Restaurant review: No-Bugs Bunny
PUBLISHED: 13:08 20 January 2014 | UPDATED: 15:01 10 February 2014
Katie Jarvis is ready not to like the Wild Rabbit, Daylesford's restaurant cousin. But try as she might, this plan goes horribly, surprisingly wrong. Because she loves it.
“So,” says Ian, glumly, who has flu and consequently thinks the universe is against him. In a truly personal sort of way. “I phoned the Wild Rabbit and said I wanted a table for Thursday. And she said, ‘What date?’ and I said, ‘Thursday!’, a bit curtly. Because if you say ‘Thursday’ you clearly don’t mean a week next Tuesday.”
“Did she snap?” I ask, hopefully.
“No. But there was no warmth there,” he adds grimly, in an ‘I’ve-got-flu-so-everyone-hates-me’ sort of man-way.
“Did she say she was looking forward to seeing you?” I ask, interested.
“No,” he says, almost weeping.
“Well, she probably isn’t looking forward to seeing you,” I point out, fairly. I’m not looking forward to seeing him either because he has a sort of low-level, ‘I’m-not-well,-Kate’ flu that isn’t dreadful but won’t take no for an answer, either. If there were any opportunity, I’d lovingly lower him through a roof on a stretcher; as it is, his doctor has told him to take an aspirin, which just isn’t the same thing.
On the plus side, I’m quite buoyed by the lack of warmth on the part of the person who answered the Wild Rabbit phone to him because it’s:
a) So much easier to write about a bad restaurant than a good one. If you see me eating somewhere and looking ecstatic, avoid it like the plague.

Task prompt: Summarize the restaurant review above in two sentences.

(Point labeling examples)
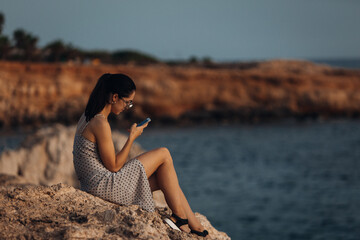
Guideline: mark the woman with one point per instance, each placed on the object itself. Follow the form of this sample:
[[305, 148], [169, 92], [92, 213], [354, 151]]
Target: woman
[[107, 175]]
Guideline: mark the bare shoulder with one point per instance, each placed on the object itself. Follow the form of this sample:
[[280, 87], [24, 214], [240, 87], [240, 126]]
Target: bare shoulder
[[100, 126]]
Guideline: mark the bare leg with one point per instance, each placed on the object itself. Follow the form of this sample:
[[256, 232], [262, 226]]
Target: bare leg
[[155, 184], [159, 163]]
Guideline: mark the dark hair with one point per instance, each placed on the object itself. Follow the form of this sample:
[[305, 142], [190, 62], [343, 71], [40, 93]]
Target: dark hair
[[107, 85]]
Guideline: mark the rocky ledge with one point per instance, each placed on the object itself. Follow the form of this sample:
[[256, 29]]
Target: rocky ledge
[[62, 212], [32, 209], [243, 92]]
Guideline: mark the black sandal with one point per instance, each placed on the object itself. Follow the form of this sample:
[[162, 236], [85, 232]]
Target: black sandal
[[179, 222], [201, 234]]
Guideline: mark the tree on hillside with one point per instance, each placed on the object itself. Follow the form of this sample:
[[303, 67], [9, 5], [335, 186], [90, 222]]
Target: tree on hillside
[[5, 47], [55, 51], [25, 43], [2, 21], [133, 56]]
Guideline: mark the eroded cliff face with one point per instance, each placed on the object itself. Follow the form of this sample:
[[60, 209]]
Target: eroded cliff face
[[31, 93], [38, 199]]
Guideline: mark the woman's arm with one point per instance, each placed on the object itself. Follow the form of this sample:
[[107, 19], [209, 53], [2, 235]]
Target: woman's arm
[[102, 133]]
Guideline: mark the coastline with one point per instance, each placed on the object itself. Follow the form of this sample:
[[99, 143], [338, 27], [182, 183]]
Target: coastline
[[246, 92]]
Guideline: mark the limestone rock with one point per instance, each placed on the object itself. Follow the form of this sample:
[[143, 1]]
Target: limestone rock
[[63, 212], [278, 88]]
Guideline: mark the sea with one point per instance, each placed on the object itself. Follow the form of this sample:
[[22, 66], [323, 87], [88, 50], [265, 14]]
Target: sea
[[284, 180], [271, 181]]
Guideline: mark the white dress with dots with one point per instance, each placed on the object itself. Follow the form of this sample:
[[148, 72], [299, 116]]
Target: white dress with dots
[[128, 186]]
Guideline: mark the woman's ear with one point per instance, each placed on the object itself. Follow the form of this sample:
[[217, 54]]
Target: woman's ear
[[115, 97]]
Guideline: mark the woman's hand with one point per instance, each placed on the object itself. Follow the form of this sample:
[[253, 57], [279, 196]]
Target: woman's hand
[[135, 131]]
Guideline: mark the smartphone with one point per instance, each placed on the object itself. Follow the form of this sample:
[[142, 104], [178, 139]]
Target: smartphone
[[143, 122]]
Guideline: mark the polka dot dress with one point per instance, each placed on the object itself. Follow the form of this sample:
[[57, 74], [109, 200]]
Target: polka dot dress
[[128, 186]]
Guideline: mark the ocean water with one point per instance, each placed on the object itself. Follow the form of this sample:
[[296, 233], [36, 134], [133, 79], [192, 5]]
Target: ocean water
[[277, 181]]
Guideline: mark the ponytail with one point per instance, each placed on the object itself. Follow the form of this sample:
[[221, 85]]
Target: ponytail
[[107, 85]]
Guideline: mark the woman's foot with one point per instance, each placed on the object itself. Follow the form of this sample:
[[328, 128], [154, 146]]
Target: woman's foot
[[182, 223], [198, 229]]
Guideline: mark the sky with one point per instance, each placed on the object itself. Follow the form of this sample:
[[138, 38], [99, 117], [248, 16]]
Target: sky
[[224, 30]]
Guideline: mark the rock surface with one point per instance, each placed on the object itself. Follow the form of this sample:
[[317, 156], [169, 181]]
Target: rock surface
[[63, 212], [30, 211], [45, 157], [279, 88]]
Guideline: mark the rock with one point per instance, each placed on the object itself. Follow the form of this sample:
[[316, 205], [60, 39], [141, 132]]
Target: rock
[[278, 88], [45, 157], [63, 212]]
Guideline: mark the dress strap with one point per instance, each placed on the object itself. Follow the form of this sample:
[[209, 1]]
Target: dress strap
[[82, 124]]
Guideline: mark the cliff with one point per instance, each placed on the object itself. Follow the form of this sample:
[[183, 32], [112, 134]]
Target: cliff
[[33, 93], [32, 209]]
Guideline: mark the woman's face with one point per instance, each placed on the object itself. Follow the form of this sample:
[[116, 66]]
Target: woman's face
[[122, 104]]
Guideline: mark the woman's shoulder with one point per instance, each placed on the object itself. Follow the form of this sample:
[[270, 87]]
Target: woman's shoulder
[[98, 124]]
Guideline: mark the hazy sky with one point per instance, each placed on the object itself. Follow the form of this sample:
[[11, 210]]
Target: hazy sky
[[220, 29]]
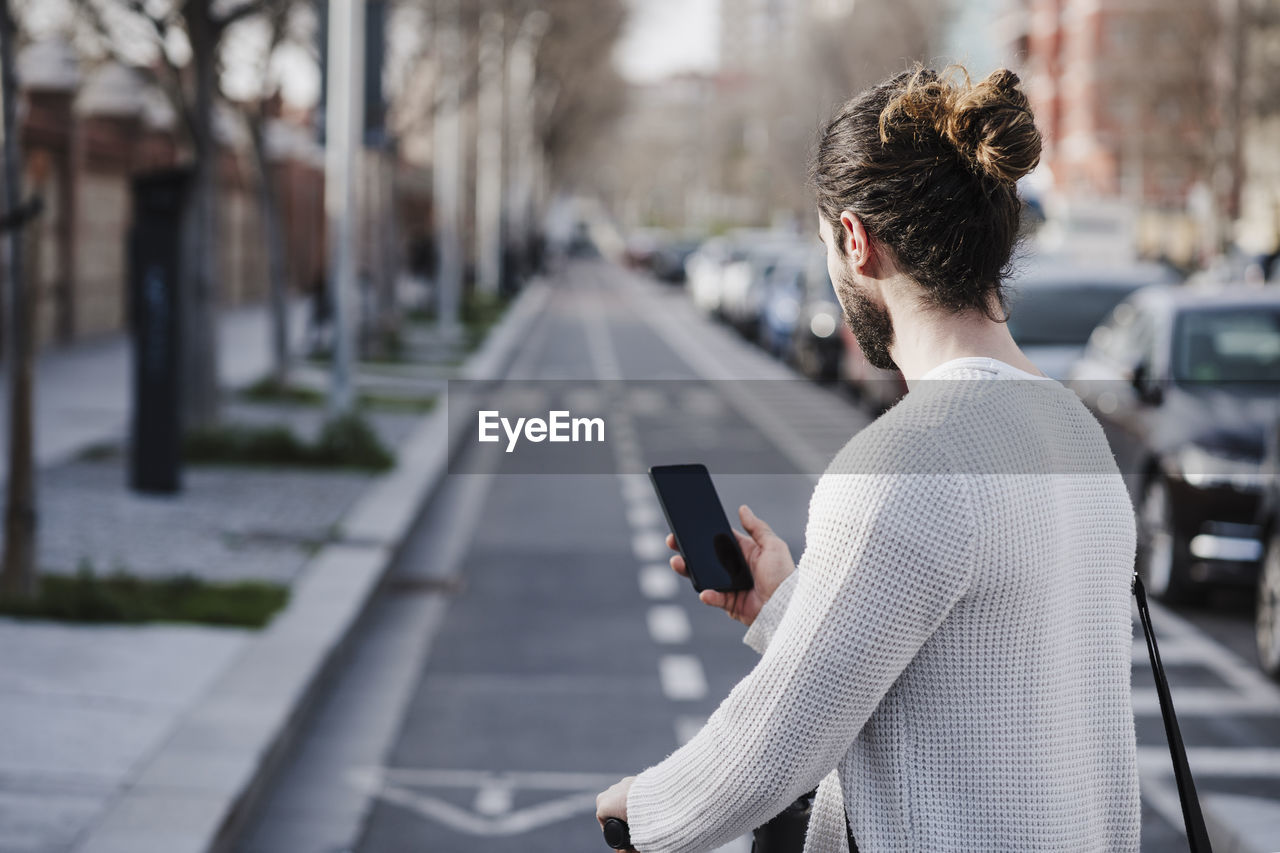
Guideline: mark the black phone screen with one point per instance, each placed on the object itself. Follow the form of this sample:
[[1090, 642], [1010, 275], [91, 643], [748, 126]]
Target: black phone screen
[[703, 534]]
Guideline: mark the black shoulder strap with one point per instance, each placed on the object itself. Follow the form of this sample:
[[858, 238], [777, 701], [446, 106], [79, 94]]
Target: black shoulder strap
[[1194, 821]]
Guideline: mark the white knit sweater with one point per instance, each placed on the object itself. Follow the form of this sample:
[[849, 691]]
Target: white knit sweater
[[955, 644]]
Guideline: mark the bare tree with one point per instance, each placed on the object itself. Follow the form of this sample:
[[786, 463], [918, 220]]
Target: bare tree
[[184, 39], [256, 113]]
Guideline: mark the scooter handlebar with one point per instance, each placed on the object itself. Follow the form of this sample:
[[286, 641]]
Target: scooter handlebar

Finished exercise: Katie Jarvis expects not to like the Wild Rabbit, Daylesford's restaurant cousin, but ends up loving it. Ian, who has flu, complains that the person who answered his phone booking showed no warmth, which buoys the writer because a bad restaurant is much easier to write about than a good one.